------ SOURCE RECORDS

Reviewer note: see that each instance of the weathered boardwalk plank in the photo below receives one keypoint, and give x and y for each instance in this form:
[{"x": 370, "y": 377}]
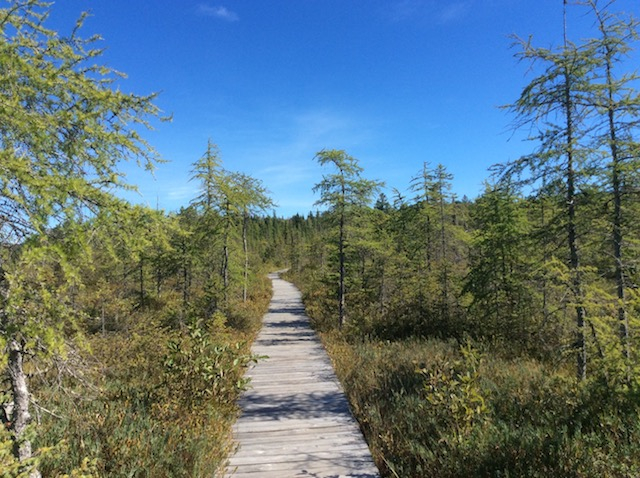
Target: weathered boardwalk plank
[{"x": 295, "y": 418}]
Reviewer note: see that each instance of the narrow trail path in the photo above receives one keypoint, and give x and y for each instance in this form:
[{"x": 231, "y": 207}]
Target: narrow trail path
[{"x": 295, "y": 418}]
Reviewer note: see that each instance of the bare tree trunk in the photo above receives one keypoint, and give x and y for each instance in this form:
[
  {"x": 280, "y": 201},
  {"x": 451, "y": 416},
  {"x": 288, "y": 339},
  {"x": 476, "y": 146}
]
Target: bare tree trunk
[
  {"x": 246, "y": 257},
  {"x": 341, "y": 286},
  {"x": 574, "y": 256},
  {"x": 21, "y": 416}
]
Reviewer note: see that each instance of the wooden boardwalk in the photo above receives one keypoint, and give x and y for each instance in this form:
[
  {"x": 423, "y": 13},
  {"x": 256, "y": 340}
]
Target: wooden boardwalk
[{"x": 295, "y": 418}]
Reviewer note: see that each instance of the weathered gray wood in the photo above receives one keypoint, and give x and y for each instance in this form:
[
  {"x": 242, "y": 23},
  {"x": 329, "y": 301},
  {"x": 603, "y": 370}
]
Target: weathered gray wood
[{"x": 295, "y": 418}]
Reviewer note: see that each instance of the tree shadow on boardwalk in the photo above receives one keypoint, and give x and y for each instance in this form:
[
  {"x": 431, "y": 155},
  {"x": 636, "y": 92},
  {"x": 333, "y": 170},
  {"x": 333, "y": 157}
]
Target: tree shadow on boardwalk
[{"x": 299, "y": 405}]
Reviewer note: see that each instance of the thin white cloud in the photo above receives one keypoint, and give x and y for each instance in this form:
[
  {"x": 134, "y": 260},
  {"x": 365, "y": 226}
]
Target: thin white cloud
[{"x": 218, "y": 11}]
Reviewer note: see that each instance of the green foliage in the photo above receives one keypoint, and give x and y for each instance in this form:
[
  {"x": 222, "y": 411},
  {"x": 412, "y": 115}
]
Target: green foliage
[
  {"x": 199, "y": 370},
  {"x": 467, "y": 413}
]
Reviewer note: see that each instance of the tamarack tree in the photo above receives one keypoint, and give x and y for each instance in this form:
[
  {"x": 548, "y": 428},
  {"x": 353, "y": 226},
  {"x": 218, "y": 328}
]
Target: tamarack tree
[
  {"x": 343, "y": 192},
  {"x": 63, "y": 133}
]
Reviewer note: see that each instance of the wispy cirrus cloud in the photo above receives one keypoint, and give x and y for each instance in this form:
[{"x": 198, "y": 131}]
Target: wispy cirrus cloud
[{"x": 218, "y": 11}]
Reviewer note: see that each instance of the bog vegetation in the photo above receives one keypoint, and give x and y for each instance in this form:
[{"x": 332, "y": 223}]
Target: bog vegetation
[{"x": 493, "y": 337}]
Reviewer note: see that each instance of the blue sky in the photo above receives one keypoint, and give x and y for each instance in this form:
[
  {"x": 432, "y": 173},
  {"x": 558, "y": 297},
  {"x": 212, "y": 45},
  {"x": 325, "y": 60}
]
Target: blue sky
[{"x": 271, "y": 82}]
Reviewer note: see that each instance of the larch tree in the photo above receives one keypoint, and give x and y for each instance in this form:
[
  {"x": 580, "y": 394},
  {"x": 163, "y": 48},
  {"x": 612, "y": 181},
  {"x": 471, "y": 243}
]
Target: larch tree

------------

AIM OF THE TASK – Extract every line from the records above that contains the word "larch".

ANSWER SPACE –
Reviewer note: see that each instance of the larch tree in the photo above receives one keypoint, and give x and y for each instance in this form:
Target: larch tree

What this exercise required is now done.